- Given task:
Copy out all the records, word for word.

- Data records:

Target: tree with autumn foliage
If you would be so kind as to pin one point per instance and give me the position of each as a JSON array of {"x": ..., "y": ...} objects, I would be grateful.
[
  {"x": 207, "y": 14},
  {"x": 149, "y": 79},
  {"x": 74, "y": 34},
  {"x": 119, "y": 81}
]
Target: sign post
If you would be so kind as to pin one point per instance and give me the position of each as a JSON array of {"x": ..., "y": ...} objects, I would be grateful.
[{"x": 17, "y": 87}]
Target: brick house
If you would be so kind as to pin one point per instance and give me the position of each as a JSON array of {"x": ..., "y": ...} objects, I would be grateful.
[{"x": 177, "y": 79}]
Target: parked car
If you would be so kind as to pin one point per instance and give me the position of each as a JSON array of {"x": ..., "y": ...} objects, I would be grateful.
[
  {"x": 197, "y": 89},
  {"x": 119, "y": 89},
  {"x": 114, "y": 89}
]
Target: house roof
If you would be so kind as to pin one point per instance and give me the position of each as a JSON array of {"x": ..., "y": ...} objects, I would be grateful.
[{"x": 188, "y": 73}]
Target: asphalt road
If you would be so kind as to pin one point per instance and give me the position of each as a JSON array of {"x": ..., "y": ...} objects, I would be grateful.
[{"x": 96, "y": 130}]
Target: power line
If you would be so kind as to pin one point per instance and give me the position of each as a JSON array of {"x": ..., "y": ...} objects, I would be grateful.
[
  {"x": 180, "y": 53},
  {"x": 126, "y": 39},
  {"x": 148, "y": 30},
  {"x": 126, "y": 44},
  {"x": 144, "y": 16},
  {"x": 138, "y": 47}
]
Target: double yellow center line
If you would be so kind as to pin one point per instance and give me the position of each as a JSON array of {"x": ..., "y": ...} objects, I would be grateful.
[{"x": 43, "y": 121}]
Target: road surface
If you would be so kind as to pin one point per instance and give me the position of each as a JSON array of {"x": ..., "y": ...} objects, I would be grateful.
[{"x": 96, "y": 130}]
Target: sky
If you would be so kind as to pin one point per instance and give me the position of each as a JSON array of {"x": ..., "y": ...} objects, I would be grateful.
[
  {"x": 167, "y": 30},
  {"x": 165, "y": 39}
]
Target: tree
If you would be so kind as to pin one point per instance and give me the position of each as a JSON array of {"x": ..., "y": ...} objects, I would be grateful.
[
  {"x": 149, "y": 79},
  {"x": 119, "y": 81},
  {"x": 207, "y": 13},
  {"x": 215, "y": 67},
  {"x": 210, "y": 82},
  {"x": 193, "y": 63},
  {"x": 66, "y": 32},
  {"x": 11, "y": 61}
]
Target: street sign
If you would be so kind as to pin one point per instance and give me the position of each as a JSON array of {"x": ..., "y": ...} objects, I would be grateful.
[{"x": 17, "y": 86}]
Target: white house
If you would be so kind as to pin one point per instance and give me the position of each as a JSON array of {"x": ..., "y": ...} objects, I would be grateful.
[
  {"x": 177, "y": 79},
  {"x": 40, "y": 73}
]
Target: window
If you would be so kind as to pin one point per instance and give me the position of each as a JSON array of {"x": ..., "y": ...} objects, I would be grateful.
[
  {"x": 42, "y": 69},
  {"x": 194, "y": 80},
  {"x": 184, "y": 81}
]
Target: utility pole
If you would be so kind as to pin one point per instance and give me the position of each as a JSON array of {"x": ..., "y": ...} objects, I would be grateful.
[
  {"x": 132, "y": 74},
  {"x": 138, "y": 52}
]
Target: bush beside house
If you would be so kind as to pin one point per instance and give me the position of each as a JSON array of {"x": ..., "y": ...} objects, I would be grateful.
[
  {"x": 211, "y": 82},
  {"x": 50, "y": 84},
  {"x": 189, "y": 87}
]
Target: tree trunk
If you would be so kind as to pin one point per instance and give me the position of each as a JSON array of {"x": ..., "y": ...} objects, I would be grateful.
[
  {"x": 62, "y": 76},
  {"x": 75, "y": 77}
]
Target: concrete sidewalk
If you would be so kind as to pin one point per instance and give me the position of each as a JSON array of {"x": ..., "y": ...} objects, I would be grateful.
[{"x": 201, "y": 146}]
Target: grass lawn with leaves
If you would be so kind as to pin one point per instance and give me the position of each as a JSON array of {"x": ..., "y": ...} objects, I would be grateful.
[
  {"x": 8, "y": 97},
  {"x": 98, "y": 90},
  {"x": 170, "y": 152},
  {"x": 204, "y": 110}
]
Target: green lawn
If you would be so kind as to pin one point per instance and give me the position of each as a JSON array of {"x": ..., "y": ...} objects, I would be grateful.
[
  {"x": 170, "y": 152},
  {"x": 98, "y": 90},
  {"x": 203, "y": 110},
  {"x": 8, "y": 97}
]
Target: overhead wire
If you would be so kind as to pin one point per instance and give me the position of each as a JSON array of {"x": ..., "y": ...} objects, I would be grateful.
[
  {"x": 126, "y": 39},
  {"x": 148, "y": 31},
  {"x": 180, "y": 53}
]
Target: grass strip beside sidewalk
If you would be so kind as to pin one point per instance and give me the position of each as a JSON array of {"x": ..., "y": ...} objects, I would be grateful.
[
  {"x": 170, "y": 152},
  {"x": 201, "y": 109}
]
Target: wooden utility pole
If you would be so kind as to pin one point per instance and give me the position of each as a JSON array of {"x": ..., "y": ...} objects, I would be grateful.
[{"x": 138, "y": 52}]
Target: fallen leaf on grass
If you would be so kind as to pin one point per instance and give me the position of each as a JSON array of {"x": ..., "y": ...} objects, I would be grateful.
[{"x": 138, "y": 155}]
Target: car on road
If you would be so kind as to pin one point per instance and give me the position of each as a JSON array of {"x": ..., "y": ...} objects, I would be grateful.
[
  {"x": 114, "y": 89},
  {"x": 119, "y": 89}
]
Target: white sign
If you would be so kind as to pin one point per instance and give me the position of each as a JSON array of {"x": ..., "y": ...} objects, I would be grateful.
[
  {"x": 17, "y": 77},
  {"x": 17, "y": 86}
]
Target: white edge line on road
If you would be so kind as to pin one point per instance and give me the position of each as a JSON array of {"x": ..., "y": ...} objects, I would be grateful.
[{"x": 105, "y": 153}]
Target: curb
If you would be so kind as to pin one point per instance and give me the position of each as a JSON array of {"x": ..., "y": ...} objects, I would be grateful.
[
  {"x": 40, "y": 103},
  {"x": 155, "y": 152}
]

- Correct response:
Target: tree with autumn foliage
If you would be so kind as to pin one point per instance and give me the position of each as a JSON array of {"x": ..., "y": ...} objects, I would be grateful.
[
  {"x": 207, "y": 14},
  {"x": 149, "y": 79},
  {"x": 74, "y": 34},
  {"x": 119, "y": 81}
]
Target: sign post
If you would be so kind as to pin one point per instance and give me the position of each as a JSON array of {"x": ..., "y": ...} objects, I would be grateful.
[{"x": 17, "y": 87}]
Target: brick house
If you would be so kind as to pin one point per instance and give me the position of each as a JSON array of {"x": ..., "y": ...} objects, I would be grateful.
[{"x": 177, "y": 79}]
Target: parked car
If you would be so kind as to pin one point per instance and give me the position of each as a JSON array of {"x": ..., "y": ...} objects, I would be grateful.
[
  {"x": 197, "y": 89},
  {"x": 119, "y": 89},
  {"x": 114, "y": 89}
]
Target: house roof
If you would be so kind as to pin one point per instance and give me the position of each as a JSON array of {"x": ..., "y": ...} objects, I would be grateful.
[{"x": 188, "y": 73}]
Target: asphalt road
If you would be so kind as to pin one point per instance and give me the position of each as a JSON array of {"x": ..., "y": ...} objects, I would be grateful.
[{"x": 96, "y": 130}]
Target: power line
If you would be so kind as to pin one point per instance and give me the position of each as a JSON array of {"x": ..., "y": ...} objects, I would be grateful.
[
  {"x": 180, "y": 53},
  {"x": 126, "y": 39},
  {"x": 148, "y": 30},
  {"x": 126, "y": 44},
  {"x": 144, "y": 16},
  {"x": 138, "y": 47}
]
Target: double yellow center line
If you would be so kind as to pin one point per instance and give me the position of each as a JSON array of {"x": ..., "y": ...} objects, I would be grateful.
[{"x": 43, "y": 121}]
Target: road surface
If you would be so kind as to pin one point per instance and give me the position of each as a JSON array of {"x": ..., "y": ...} objects, I would be grateful.
[{"x": 96, "y": 130}]
Target: sky
If you would be so kind as to pin one point per instance and give me the position of each as a JSON array of {"x": ..., "y": ...} objects, I would be grateful.
[
  {"x": 167, "y": 30},
  {"x": 165, "y": 39}
]
Target: tree
If you would be so kind as to pin one point per instance and give me the position of each as a JSON array of {"x": ..., "y": ...} objects, I would be grateful.
[
  {"x": 149, "y": 79},
  {"x": 119, "y": 81},
  {"x": 207, "y": 13},
  {"x": 215, "y": 67},
  {"x": 210, "y": 82},
  {"x": 193, "y": 63},
  {"x": 66, "y": 32},
  {"x": 11, "y": 61}
]
Target: street sign
If you would be so kind as to pin one point per instance and give me the position of each as a JSON array of {"x": ..., "y": ...} objects, I would be grateful.
[{"x": 17, "y": 86}]
Target: white house
If you would be so kind as to pin one point per instance and give me the position of each as a JSON array of {"x": ..., "y": ...} objects, I would be grateful.
[
  {"x": 177, "y": 79},
  {"x": 40, "y": 73}
]
Target: window
If you would be so kind as to pin one point per instance and give me the position of each as a JSON array of {"x": ..., "y": ...} objects, I would be grateful.
[
  {"x": 42, "y": 69},
  {"x": 194, "y": 80},
  {"x": 184, "y": 81}
]
Target: utility pole
If you would be so kind as to pin one point per instance and give me the position of each as a JSON array of {"x": ..., "y": ...} objects, I would be grateful.
[
  {"x": 132, "y": 74},
  {"x": 138, "y": 52}
]
Target: bush beside house
If you would be so kind as to pin one point per instance and give me the position of each as a JSON array of {"x": ..., "y": ...} objects, I would be grateful.
[
  {"x": 211, "y": 82},
  {"x": 50, "y": 84},
  {"x": 189, "y": 87}
]
Target: tree trunk
If you would be so kind as to pin one point per instance and give me the position of each as a JSON array of {"x": ..., "y": ...} objects, I would be grateful.
[
  {"x": 62, "y": 76},
  {"x": 75, "y": 77}
]
Target: concrete sidewalk
If you would be so kind as to pin one point per instance and give me the position of each as a JSON array of {"x": ..., "y": ...} objects, I would be grateful.
[{"x": 201, "y": 146}]
Target: grass lawn with leaves
If you would be so kind as to pin one point per instance and give me the position of each as a JSON array of {"x": ..., "y": ...} objects, I would be grateful.
[
  {"x": 8, "y": 97},
  {"x": 98, "y": 90},
  {"x": 170, "y": 152},
  {"x": 204, "y": 110}
]
Target: green lawn
If you would be so kind as to pin one point per instance and give me the position of each as a JSON array of {"x": ..., "y": ...} objects, I would be grateful.
[
  {"x": 170, "y": 152},
  {"x": 98, "y": 90},
  {"x": 203, "y": 110},
  {"x": 8, "y": 97}
]
Target: overhead wire
If you would be so kind as to pin one point per instance and give me the position of each as a JSON array of {"x": ..., "y": ...} objects, I would be grateful.
[
  {"x": 126, "y": 39},
  {"x": 148, "y": 31},
  {"x": 180, "y": 53}
]
Target: grass strip beside sidewalk
If you would be so kind as to pin one point per instance and give me the position of each as a JSON array of {"x": ..., "y": ...} objects, I would be grateful.
[
  {"x": 170, "y": 152},
  {"x": 201, "y": 109}
]
Target: wooden utility pole
If you would be so kind as to pin one point per instance and give me the position of each as a JSON array of {"x": ..., "y": ...} objects, I would be grateful.
[{"x": 138, "y": 52}]
Target: fallen leaf on grass
If you would be so kind as to pin one point per instance and give me the position of each as a JSON array of {"x": ..., "y": ...} objects, I would be grateful.
[{"x": 138, "y": 155}]
Target: car on road
If you would be so kind as to pin one point per instance and give me the position of each as a JSON array of {"x": ..., "y": ...} objects, I would be grateful.
[
  {"x": 114, "y": 89},
  {"x": 119, "y": 89}
]
Target: white sign
If you would be so kind as to pin one point per instance and give me the position of each as a JSON array of {"x": ..., "y": ...} objects, I would be grateful.
[
  {"x": 17, "y": 77},
  {"x": 17, "y": 86}
]
Target: white edge line on road
If you would be so kind as to pin one point per instance and give me the position of each as a JSON array of {"x": ..., "y": ...} objects, I would be grateful.
[{"x": 105, "y": 153}]
Target: curb
If you would be so kind as to pin one point per instance and give me the position of each as a JSON array of {"x": ..., "y": ...} objects, I would be grateful.
[
  {"x": 40, "y": 103},
  {"x": 155, "y": 152}
]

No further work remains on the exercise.